-- Start of Supplied information --

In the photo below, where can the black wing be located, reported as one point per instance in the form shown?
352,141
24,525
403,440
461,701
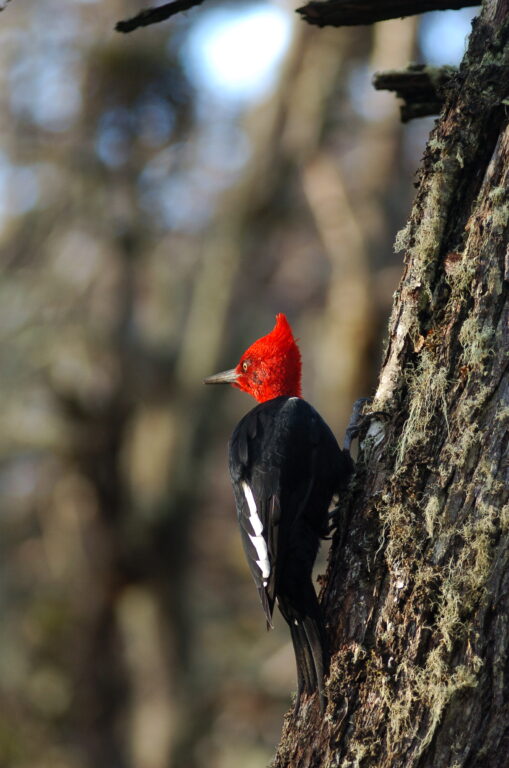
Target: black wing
285,466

-- End of Supplied information --

> _What to do_
Count the lines in the records above that contain the string "wing", treating uppercase and lowercase letters as distinct. Give only the number.

> _Answer to this problem_
2